Stored items:

* start *

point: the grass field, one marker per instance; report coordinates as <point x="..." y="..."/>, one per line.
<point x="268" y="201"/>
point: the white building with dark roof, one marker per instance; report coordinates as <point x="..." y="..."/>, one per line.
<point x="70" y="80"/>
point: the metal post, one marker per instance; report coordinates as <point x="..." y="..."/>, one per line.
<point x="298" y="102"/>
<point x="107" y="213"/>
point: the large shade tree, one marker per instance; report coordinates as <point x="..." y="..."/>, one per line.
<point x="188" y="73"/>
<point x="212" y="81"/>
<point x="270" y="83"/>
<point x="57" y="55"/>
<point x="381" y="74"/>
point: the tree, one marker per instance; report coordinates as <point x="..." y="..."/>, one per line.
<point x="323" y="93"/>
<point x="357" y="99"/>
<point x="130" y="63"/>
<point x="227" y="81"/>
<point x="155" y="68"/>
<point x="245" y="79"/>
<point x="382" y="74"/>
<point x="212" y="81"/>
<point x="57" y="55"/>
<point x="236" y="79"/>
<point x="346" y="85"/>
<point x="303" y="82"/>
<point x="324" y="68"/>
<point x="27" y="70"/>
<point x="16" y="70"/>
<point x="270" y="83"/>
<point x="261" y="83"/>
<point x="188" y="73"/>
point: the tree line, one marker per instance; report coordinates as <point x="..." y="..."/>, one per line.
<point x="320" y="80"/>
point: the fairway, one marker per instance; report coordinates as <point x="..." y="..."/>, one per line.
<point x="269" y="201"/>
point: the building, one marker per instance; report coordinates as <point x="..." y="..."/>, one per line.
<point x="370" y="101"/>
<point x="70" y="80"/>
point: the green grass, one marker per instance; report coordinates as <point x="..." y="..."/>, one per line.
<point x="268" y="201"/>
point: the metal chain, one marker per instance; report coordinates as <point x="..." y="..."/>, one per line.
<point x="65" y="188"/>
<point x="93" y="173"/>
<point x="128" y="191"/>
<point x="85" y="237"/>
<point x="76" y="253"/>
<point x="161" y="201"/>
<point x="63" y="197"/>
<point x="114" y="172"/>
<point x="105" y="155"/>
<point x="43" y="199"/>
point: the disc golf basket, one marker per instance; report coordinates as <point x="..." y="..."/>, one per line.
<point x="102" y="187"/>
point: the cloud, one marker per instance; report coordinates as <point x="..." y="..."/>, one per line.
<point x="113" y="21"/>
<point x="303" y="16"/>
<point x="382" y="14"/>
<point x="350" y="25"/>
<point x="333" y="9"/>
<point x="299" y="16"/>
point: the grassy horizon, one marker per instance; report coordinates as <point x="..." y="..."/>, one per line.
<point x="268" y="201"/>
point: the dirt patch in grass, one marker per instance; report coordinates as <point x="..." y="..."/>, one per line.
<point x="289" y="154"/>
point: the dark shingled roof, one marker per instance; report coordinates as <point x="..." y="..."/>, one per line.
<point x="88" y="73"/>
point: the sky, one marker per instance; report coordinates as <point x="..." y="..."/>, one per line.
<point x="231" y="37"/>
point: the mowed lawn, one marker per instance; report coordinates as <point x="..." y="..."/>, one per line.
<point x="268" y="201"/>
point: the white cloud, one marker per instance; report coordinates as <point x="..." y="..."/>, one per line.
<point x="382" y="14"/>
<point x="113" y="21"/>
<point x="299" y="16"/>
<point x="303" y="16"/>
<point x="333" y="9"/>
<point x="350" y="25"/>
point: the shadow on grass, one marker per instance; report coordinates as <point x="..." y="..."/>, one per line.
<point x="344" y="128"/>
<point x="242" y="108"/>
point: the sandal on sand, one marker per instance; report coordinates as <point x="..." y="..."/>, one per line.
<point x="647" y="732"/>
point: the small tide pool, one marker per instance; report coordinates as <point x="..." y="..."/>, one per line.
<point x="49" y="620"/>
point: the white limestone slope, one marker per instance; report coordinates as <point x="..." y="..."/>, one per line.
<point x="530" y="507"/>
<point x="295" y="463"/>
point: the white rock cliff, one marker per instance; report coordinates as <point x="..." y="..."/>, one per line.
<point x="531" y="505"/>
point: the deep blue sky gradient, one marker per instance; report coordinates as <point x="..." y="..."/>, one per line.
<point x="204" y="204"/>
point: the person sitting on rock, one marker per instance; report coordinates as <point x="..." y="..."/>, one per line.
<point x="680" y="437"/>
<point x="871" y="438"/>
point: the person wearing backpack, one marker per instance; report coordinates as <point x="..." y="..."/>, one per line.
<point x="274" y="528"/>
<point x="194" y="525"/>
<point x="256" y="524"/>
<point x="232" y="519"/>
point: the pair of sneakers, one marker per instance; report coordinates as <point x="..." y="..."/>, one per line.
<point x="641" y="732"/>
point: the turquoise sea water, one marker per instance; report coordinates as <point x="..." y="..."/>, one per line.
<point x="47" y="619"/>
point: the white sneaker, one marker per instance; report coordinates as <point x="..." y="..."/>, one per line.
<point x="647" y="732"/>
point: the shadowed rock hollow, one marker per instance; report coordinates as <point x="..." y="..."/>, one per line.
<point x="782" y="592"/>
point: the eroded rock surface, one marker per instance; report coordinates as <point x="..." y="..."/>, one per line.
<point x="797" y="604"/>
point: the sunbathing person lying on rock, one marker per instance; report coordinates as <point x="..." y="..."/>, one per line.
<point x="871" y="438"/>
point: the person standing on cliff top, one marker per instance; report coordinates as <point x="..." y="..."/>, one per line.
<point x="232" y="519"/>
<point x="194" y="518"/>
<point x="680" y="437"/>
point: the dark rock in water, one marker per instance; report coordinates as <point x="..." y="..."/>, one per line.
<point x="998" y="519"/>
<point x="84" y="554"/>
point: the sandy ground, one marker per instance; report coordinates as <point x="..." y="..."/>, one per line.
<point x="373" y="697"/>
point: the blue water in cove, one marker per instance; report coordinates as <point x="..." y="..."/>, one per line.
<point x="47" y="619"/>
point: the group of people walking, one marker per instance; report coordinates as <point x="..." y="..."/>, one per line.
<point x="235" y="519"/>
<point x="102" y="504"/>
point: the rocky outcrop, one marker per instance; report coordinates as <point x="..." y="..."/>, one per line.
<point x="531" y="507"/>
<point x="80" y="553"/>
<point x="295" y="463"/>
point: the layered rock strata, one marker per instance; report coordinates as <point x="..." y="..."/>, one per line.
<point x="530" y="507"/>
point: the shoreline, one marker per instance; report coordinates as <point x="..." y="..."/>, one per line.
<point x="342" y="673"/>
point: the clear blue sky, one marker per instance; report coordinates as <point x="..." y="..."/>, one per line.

* end *

## [AIM]
Quote every line of the listing above word for word, from the first line to the last.

## [OUTPUT]
point: the grass field, one marker per instance; report coordinates as <point x="..." y="..."/>, one per line.
<point x="268" y="201"/>
point: the white building with dark roof, one marker per instance; report coordinates as <point x="..." y="..."/>, one per line.
<point x="70" y="80"/>
point: the metal post, one marker per instance; report coordinates as <point x="..." y="..."/>, one per line.
<point x="298" y="102"/>
<point x="107" y="213"/>
point: the large shade tree, one marker per instance; report coordinates as <point x="..." y="..."/>, one per line.
<point x="188" y="73"/>
<point x="212" y="81"/>
<point x="270" y="83"/>
<point x="57" y="55"/>
<point x="381" y="74"/>
point: the tree, one marker per instance; report coordinates as <point x="..." y="..."/>, one per line.
<point x="323" y="93"/>
<point x="357" y="99"/>
<point x="130" y="63"/>
<point x="227" y="81"/>
<point x="155" y="68"/>
<point x="245" y="79"/>
<point x="382" y="74"/>
<point x="212" y="81"/>
<point x="57" y="55"/>
<point x="236" y="79"/>
<point x="346" y="85"/>
<point x="303" y="82"/>
<point x="324" y="68"/>
<point x="27" y="70"/>
<point x="16" y="70"/>
<point x="270" y="83"/>
<point x="261" y="83"/>
<point x="188" y="73"/>
point: the tree line, one marker per instance; report coordinates as <point x="..." y="..."/>, one per line.
<point x="320" y="80"/>
point: the fairway, one marker per instance; report coordinates as <point x="..." y="..."/>, one per line.
<point x="269" y="201"/>
point: the building, one marker per instance; report coordinates as <point x="..." y="..."/>, one per line.
<point x="370" y="101"/>
<point x="70" y="80"/>
point: the green grass, one marker per instance; report coordinates as <point x="..." y="..."/>, one per line.
<point x="268" y="201"/>
point: the metal chain, one marker per instance; report coordinates as <point x="..." y="..."/>, one per line.
<point x="65" y="188"/>
<point x="93" y="173"/>
<point x="128" y="191"/>
<point x="85" y="237"/>
<point x="76" y="253"/>
<point x="161" y="201"/>
<point x="63" y="197"/>
<point x="114" y="172"/>
<point x="105" y="155"/>
<point x="43" y="199"/>
point: the disc golf basket, one marker per instance; report coordinates as <point x="..." y="..."/>, one per line.
<point x="102" y="187"/>
point: the cloud, one marker per instance; report coordinates as <point x="..." y="..."/>, one per line.
<point x="113" y="21"/>
<point x="303" y="16"/>
<point x="382" y="14"/>
<point x="350" y="25"/>
<point x="333" y="9"/>
<point x="299" y="16"/>
point: the grassy horizon, one marker per instance; report coordinates as <point x="..." y="..."/>, one per line.
<point x="268" y="201"/>
point: the dirt patch in grass, one marker per instance; report coordinates as <point x="..." y="..."/>, one per line.
<point x="289" y="154"/>
point: the dark shingled roof, one marker per instance; report coordinates as <point x="..." y="..."/>, one per line.
<point x="88" y="73"/>
point: the sky, one marker per instance; report coordinates as <point x="..." y="..."/>, one per line.
<point x="231" y="37"/>
point: the mowed lawn, one marker per instance; report coordinates as <point x="..." y="..."/>, one per line.
<point x="268" y="201"/>
point: the white cloud, one marker per instance; report coordinates as <point x="..." y="..."/>, one per line.
<point x="382" y="14"/>
<point x="113" y="21"/>
<point x="299" y="16"/>
<point x="303" y="16"/>
<point x="333" y="9"/>
<point x="350" y="25"/>
point: the shadow on grass, one marker per instance; report coordinates as <point x="..." y="..."/>, one per line.
<point x="344" y="128"/>
<point x="242" y="108"/>
point: the sandal on sand, one marker per instance; report coordinates as <point x="..." y="..."/>, one per line.
<point x="647" y="732"/>
point: the small tide pool, one marker per instance; report coordinates as <point x="..." y="..."/>, one per line.
<point x="49" y="620"/>
point: the white limestone slope, one marker per instance; report coordinates as <point x="..." y="..."/>, one per line.
<point x="530" y="507"/>
<point x="295" y="463"/>
point: the white rock cliff, one marker per instance; report coordinates as <point x="..." y="..."/>, one per line.
<point x="531" y="505"/>
point: the deep blue sky gradient, one marker per instance; report coordinates as <point x="..." y="..."/>, one per line.
<point x="204" y="204"/>
point: the person sitting on rock, one marker per instance; report coordinates as <point x="..." y="..."/>, one per line.
<point x="680" y="437"/>
<point x="871" y="438"/>
point: the person wearing backpack, one marker per instance; report coordinates as <point x="..." y="..."/>, one per line.
<point x="274" y="528"/>
<point x="194" y="525"/>
<point x="256" y="524"/>
<point x="232" y="519"/>
point: the pair of sneakers, one marker per instance; report coordinates as <point x="..." y="..."/>, one per line.
<point x="641" y="732"/>
point: the turquoise sea water, one marker per instance; report coordinates as <point x="..." y="..."/>, one per line.
<point x="47" y="619"/>
point: the white sneaker, one marker per instance; report coordinates as <point x="..." y="..."/>, one per line.
<point x="647" y="732"/>
point: the shadowed rock hollow, one marker per instance; report coordinates as <point x="..." y="..."/>, one per line.
<point x="782" y="592"/>
point: the eroded rock surface, one marker per instance; report coordinates as <point x="..." y="..."/>, one per line.
<point x="797" y="604"/>
point: the sunbathing person lying on rock, one marker per instance; report coordinates as <point x="..." y="..."/>, one per line.
<point x="871" y="438"/>
point: the person standing on cliff top, one marker per instance; report coordinates as <point x="..." y="..."/>, one per line.
<point x="232" y="519"/>
<point x="194" y="518"/>
<point x="680" y="437"/>
point: the dark rock in water, one marker per instance; report coordinates as <point x="..." y="..."/>, one per line.
<point x="998" y="519"/>
<point x="84" y="554"/>
point: the sandy ground, one marker per instance; report coordinates as <point x="..." y="..."/>, one per line.
<point x="373" y="697"/>
point: the blue water in cove, one marker per instance; report coordinates as <point x="..." y="..."/>, one per line.
<point x="47" y="619"/>
point: the group of people walking, one marker per instance; report coordinates as <point x="..." y="..."/>, one per line.
<point x="235" y="519"/>
<point x="102" y="504"/>
point: the rocky outcrop, one marker per instance; report coordinates as <point x="..." y="..."/>, one per line.
<point x="531" y="507"/>
<point x="80" y="553"/>
<point x="295" y="463"/>
point: the layered rock strata, one marker per instance; report coordinates as <point x="..." y="..."/>, one per line.
<point x="530" y="507"/>
point: the shoreline, one marker per instance; report coordinates as <point x="..." y="..."/>, one per line.
<point x="342" y="673"/>
point: the clear blue sky, one marker per instance; report coordinates as <point x="..." y="..."/>, one per line.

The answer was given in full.